╔══

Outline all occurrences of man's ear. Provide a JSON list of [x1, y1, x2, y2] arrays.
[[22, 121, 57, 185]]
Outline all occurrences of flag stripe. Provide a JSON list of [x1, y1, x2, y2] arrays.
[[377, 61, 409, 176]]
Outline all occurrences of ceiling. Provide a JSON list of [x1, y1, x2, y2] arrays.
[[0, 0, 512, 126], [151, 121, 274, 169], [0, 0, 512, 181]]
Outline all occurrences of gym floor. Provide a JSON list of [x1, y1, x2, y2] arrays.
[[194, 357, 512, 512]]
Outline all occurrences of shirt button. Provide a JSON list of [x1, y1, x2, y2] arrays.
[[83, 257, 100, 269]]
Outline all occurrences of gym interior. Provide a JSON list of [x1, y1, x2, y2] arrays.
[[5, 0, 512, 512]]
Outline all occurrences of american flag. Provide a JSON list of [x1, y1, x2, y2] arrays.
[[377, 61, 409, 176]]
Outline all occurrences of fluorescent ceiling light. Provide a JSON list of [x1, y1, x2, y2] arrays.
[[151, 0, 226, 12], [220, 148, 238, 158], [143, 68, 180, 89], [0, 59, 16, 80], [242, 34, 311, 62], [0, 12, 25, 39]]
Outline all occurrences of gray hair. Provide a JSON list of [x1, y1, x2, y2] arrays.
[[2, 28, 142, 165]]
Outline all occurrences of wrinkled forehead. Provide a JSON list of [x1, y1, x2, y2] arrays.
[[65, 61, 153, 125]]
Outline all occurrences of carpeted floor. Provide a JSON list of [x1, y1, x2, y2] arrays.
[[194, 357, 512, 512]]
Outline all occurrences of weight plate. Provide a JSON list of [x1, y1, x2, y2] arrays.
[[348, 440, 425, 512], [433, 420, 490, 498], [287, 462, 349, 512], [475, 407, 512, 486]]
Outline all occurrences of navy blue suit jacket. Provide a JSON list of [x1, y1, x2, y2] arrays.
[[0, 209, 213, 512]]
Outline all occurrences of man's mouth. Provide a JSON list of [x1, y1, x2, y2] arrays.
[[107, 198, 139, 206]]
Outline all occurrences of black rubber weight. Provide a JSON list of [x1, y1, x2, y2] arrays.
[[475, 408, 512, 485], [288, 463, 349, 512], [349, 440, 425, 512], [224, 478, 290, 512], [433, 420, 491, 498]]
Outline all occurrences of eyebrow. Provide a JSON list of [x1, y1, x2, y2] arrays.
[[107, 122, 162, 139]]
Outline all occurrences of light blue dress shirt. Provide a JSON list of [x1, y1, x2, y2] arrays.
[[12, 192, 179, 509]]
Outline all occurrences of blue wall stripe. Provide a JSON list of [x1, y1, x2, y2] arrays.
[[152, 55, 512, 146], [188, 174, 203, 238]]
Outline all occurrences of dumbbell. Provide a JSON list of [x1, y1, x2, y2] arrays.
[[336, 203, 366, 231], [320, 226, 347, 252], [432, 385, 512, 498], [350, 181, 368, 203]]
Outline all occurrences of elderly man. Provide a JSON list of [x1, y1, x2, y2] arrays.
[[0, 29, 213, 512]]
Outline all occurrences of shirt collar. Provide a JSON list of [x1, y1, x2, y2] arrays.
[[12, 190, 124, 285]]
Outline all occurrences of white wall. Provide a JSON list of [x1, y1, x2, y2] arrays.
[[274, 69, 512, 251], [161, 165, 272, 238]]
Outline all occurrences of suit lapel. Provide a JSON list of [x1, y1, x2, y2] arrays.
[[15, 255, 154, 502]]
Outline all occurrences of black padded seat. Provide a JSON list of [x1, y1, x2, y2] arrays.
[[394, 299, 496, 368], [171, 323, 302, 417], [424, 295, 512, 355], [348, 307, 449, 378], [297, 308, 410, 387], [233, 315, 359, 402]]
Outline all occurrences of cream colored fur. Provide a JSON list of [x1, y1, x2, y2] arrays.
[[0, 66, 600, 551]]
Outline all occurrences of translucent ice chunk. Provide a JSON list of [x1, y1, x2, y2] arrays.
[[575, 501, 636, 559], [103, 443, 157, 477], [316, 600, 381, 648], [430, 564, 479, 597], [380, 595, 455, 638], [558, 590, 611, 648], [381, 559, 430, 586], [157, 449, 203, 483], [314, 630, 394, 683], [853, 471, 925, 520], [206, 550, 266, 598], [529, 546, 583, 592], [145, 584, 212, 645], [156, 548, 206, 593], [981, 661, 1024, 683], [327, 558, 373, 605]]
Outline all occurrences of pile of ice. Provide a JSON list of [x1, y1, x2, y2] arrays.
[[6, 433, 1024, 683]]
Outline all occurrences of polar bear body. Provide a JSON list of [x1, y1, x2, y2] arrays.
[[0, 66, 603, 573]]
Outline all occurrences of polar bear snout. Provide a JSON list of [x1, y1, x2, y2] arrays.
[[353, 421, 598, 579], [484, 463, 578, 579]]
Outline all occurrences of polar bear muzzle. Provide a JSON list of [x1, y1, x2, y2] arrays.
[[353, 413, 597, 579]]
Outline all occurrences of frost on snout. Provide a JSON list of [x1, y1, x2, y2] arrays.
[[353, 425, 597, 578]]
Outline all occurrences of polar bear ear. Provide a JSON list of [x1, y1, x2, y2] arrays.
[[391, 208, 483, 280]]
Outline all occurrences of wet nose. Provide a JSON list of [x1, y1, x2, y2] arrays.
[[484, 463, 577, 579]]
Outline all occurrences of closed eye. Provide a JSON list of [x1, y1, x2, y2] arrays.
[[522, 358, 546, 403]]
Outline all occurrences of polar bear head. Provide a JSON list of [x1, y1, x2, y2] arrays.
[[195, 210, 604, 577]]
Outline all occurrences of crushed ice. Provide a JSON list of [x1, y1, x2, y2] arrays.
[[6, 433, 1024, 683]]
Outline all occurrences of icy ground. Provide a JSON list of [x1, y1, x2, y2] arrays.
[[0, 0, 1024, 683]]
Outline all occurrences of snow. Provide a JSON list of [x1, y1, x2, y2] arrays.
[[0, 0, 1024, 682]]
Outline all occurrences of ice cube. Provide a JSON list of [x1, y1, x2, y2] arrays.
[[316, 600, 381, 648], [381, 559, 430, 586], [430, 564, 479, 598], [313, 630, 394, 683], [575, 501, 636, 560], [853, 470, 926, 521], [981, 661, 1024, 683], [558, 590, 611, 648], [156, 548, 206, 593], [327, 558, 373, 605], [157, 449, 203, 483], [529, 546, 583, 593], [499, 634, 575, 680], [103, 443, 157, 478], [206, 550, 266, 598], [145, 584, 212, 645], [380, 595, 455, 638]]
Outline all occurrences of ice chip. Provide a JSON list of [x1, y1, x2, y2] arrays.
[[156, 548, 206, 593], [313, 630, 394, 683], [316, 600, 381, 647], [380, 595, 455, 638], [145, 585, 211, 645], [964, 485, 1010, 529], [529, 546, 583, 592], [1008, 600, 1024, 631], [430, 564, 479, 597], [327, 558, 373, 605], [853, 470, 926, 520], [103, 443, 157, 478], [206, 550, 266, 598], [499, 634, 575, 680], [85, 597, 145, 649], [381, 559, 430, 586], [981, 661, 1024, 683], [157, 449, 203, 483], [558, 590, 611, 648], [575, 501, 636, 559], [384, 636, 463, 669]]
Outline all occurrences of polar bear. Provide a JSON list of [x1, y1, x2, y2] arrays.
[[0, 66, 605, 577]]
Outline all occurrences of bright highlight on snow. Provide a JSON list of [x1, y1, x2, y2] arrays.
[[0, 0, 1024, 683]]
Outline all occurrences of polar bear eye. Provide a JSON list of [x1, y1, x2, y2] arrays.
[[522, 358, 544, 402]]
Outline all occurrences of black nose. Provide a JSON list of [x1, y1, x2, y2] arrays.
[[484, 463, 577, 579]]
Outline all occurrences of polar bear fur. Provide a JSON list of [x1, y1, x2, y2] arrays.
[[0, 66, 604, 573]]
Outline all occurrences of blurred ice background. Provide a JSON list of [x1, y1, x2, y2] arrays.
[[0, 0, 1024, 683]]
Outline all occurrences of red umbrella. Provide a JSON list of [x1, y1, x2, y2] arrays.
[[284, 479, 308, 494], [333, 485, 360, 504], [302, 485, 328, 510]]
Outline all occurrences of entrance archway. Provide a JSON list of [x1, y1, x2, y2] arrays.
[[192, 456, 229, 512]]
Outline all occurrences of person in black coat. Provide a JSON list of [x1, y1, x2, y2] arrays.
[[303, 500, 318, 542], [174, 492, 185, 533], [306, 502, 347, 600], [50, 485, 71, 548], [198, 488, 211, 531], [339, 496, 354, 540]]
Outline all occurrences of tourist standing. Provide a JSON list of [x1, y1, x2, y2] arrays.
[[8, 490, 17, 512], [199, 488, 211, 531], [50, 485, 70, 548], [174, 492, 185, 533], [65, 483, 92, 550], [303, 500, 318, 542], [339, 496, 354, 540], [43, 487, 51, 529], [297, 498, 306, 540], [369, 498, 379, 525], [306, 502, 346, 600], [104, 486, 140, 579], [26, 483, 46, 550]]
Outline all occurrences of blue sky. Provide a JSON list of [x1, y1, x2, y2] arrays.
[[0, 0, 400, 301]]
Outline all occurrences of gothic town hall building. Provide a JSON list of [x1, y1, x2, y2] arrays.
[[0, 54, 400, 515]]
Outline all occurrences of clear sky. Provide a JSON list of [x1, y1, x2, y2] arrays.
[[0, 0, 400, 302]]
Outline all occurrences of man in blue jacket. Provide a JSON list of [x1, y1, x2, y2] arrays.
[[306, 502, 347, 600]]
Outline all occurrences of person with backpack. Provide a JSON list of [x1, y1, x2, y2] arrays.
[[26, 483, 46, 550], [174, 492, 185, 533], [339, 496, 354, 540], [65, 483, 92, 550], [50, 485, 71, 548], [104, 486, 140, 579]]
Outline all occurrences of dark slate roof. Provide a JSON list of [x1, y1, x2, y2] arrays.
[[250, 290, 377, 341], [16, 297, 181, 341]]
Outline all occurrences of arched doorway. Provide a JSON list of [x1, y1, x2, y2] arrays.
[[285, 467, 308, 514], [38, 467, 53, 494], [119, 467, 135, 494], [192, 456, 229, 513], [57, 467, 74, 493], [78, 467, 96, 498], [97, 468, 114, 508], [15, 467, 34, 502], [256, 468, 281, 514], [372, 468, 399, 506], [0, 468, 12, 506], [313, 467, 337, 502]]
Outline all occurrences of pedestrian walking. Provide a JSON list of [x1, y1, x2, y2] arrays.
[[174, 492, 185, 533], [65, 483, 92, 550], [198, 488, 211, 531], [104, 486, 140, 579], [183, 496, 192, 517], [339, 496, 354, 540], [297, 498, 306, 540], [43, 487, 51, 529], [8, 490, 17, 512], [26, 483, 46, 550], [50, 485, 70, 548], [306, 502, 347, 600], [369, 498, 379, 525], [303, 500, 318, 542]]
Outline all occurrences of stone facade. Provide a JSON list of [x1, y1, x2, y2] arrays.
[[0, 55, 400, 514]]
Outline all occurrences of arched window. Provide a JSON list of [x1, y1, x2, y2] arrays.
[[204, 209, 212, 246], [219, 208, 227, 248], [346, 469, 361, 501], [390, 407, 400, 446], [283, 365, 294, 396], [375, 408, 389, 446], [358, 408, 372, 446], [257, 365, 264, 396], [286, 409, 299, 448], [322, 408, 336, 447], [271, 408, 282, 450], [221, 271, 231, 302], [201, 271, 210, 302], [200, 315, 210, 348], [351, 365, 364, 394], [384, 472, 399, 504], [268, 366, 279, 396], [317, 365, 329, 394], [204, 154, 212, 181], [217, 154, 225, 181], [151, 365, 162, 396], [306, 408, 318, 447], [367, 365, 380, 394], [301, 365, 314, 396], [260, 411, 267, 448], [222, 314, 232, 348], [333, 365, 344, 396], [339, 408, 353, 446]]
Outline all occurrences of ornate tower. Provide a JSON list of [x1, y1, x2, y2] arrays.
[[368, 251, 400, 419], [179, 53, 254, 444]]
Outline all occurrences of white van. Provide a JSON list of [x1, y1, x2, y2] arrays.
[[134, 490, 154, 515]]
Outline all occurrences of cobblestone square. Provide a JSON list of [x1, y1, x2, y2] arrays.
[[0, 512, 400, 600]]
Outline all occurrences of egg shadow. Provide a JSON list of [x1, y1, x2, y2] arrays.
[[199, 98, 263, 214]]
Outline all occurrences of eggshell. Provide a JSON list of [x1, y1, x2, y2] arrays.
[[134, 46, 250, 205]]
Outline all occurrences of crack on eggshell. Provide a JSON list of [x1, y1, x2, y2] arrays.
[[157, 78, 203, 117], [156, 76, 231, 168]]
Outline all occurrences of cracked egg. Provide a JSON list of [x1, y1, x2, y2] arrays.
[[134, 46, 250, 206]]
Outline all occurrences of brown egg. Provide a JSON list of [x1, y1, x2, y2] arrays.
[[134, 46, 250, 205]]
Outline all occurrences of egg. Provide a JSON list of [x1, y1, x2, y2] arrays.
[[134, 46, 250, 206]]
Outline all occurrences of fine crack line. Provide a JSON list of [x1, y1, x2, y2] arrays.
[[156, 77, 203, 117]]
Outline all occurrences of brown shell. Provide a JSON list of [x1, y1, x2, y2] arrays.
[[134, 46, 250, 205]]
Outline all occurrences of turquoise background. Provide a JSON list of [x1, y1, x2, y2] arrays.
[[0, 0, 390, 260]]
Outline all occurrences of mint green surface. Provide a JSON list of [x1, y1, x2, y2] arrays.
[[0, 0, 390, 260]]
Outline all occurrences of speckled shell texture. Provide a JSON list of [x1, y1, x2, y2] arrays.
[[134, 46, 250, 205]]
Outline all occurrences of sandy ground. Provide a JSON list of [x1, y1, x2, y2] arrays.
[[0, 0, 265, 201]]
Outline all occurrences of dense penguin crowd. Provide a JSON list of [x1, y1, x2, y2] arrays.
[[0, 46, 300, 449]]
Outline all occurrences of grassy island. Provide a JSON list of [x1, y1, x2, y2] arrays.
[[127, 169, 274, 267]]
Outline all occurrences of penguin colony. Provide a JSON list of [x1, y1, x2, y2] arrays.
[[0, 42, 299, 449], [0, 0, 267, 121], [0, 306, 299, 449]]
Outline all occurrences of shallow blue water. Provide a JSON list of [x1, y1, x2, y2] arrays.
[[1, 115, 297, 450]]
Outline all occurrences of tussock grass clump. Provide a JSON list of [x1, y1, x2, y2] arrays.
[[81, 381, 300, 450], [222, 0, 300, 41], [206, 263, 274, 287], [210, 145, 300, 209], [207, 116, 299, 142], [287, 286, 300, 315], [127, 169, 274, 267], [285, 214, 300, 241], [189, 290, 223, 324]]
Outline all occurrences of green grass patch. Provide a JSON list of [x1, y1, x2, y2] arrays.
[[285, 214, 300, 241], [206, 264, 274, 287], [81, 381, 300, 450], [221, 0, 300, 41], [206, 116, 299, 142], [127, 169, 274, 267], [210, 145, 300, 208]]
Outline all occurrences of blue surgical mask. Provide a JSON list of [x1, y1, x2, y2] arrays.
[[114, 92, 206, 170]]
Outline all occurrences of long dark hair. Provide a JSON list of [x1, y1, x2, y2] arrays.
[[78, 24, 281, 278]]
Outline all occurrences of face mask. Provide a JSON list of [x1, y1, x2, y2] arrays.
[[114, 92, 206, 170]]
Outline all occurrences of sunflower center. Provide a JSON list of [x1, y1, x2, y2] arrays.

╚══

■ The request:
Can you turn the material into a numbered list, beginning at the line that has "Outline all occurrences of egg shadow." and stopping after the line that has "[[1, 115, 297, 450]]", with any blank lines dropped?

■ The completed task:
1. Outline all occurrences of egg shadow. Provide a JSON list of [x1, y1, x2, y2] arrays.
2. [[199, 98, 263, 214]]
3. Outline all occurrences of eggshell. Provide a JSON list of [x1, y1, x2, y2] arrays.
4. [[134, 46, 250, 205]]
5. Outline all occurrences of crack on eggshell. Provide a JSON list of [x1, y1, x2, y2] arrays.
6. [[157, 78, 203, 117], [156, 76, 231, 168]]
7. Outline all occurrences of cracked egg. Provide a JSON list of [x1, y1, x2, y2] arrays.
8. [[134, 46, 250, 206]]
9. Outline all occurrences of brown egg. Provide a JSON list of [x1, y1, x2, y2] arrays.
10. [[134, 46, 250, 205]]
11. Outline all occurrences of egg. Provide a JSON list of [x1, y1, x2, y2] arrays.
12. [[134, 46, 250, 206]]
13. Outline all occurrences of fine crack line. Provide a JSON list of [x1, y1, x2, y2] arrays.
14. [[156, 77, 203, 117]]
15. Outline all occurrences of brown shell. Provide a JSON list of [x1, y1, x2, y2] arrays.
16. [[134, 46, 250, 205]]
17. Outline all occurrences of turquoise background. Provide a JSON list of [x1, y1, x2, y2] arrays.
18. [[0, 0, 390, 260]]
19. Outline all occurrences of mint green surface. Provide a JSON list of [x1, y1, x2, y2] arrays.
20. [[0, 0, 390, 260]]
21. Outline all occurrences of speckled shell texture. Provide a JSON list of [x1, y1, x2, y2] arrays.
22. [[134, 46, 250, 205]]
23. Outline all occurrences of sandy ground. Provide a JSON list of [x1, y1, x2, y2] arrays.
24. [[0, 0, 265, 201]]
25. Outline all occurrences of dense penguin crowd. Provide a JSON list of [x1, y1, x2, y2] arrays.
26. [[0, 46, 300, 449]]
27. Outline all occurrences of grassy island. Provide a JSON list of [x1, y1, x2, y2] arrays.
28. [[127, 169, 274, 267]]
29. Outline all occurrences of penguin colony. Provide a JSON list of [x1, y1, x2, y2] arrays.
30. [[0, 42, 299, 449], [0, 0, 267, 121], [0, 306, 299, 449]]
31. Outline all occurrences of shallow blue water. Provide a JSON list of [x1, y1, x2, y2] arrays.
32. [[1, 115, 297, 450]]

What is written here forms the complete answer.